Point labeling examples
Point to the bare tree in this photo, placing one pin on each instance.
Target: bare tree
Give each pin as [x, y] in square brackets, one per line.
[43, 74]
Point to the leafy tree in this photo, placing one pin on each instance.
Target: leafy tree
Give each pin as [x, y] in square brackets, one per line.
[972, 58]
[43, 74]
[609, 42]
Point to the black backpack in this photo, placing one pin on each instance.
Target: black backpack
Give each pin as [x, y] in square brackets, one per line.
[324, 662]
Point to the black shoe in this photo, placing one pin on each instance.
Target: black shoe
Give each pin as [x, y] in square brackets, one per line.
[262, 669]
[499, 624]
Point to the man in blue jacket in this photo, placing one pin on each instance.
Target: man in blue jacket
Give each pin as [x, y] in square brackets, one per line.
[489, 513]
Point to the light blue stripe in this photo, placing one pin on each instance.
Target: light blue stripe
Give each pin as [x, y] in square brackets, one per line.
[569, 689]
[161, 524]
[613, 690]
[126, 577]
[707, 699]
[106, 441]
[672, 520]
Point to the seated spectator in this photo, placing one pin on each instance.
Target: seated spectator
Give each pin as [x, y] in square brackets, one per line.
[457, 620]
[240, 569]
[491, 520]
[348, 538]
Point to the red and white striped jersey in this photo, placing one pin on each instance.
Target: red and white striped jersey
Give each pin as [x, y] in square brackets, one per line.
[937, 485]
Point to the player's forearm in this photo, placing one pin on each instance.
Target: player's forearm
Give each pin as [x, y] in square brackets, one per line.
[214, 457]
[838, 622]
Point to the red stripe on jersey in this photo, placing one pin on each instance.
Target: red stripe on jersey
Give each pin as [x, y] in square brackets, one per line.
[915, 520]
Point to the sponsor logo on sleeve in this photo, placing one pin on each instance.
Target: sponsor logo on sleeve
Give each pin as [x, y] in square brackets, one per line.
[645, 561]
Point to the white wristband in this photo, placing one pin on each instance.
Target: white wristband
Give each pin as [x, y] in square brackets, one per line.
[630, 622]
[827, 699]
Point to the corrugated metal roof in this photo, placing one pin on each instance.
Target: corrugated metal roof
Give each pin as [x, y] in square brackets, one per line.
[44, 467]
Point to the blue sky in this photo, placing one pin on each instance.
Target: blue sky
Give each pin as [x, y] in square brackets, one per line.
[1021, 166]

## Your objective:
Quote only the lines from the one containing "Point to the white" through the final line of the records, with both ends included.

## Task result:
Point to the white wristband in this photo, placing one pin on each instance.
Target: white wristband
Give each pin as [x, y] in square brackets, one per line.
[630, 622]
[827, 699]
Point to the corrugated metal roof in this photo, placing one pin on each instance.
Target: corrugated metal roof
Give each pin as [x, y] in square brackets, one per line.
[44, 467]
Point to the blue sky in this photo, placing one pin on each instance.
Target: blue sky
Give each pin as [x, y] in square brackets, one per line.
[1021, 166]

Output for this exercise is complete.